During the ceremony, the dancer goes into a trance, emptying her own personality in order to be filled by an ancestral spirit admitted by the gatekeeper Legba. "It is the loa that dances, not the individual. The person possessed has no recollection of his conduct or motor expression while under possession....The body of the possessed becomes a temporary abode of the god." The loa of the earth causes one to "bend low in movements of planting," while the water spirit makes "flowing movements." There is an "Interrelation of Form and Function" as "a constant circular flow acts as a mental narcotic and neural catharsis. The dance is decidedly soothing rather than exciting, and one is left in a state of complete receptivity." (Sounds like "Lilac Wine") The priestess as medium determines the values of the individual members of the social matrix. "Mass hypnotism and catharsis might be said to be the strongest elements of organization." A year later, Eartha offered a white cock to the god Shango in Dunham's Bal Negre touring Europe.
Kitt's ballet performance won her an offer to headline at a chic Paris cabaret. Soon Eartha as Helen of Troy was getting a crash course in method acting from Orson Wells as Faust: "Is this the face that launched a thousand ships?" Welles' autobiodrama Time Runs combined Dante, Marlowe, Byron and puppets by surrealist Jean Cocteau with music by Duke Ellington. Eartha the euphoric protege sang, "Hungry little trouble, damned in a bubble, yearning to be, be or be free, all that you see is about me." (TC, 186) Originally one of three women, when the play went on the road, Eartha became "all women...of all times." (TC, 185)
Eartha experienced another ecstatic epiphany perusing Plato at the Acropolis. "I remained there for many hours, seeking a way to grasp the knowledge symbolized by these ruins of an ancient but never-forgotten world." (TC, 204) Then Eartha caused an uproar in Istanbul when she was mistaken for an Egyptian princess by milling Muslim masses. Finally, the secret policeman shadowing her blew his cover to quell the crowd.
= = =
[WRITTEN TASKS]
a - Rewrite the paragraph of the Eartha Kitt passage beginning "Eartha experienced another ecstatic epiphany" as a short bulleted list that keeps its main facts.
b - Continue the Eartha Kitt passage from its last sentence.

[AVAILABLE DATA]
= = =
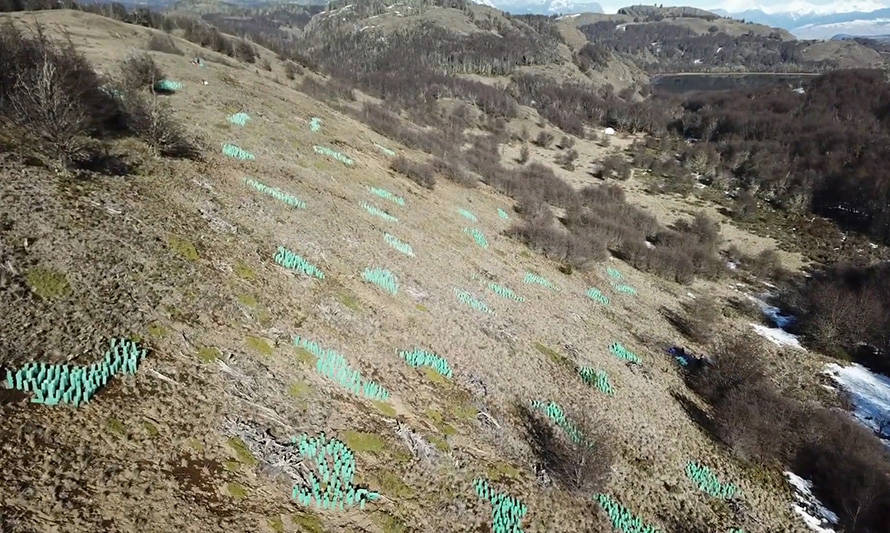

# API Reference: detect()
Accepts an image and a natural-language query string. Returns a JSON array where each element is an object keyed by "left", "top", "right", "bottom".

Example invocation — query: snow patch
= = =
[SET OF ANSWERS]
a -
- Eartha had an ecstatic epiphany while reading Plato at the Acropolis, staying for hours to try to grasp the knowledge the ruins symbolized.
- In Istanbul, crowds of Muslims mistook her for an Egyptian princess, causing an uproar.
- The secret policeman shadowing her gave away his cover to calm the crowd.

b -
A NY Times ad heralded her debut at La Vie En Rose with "Learn to say Eartha Kitt". After a boffo run at Village Vanguard, she joined Paul Lynde in New Faces of 1952 on Broadway scripted by young Melvin Brooks. Her hit record "C'est Si Bon" insured a movie version of New Faces. Eartha soon filmed Mark of the Hawk with Sidney Potier and St. Louis Blues with Ella Fitzgerald, Mahalia Jackson and Nat "King" Cole as W.C. Handy--then an Oscar nomination for Anna Lucasta with Sammy Davis, Jr. Eartha spent her Hollywood nights on a motorcycle listening to James Dean complain about Rock Hudson's superficial acting style. After a Tony nomination for the tragic Mrs. Patterson, Eartha rejoined Mel Brooks in Broadway's Shinbone Alley based on archie and mehitabel by Don Marquis illustrated by Krazy Cat's Creole creator George Herriman. As the alleycat Mehitabel, Eartha insisted that she was Cleopatra in a past life. Kitt would also ask Einstein what he thought about reincarnation.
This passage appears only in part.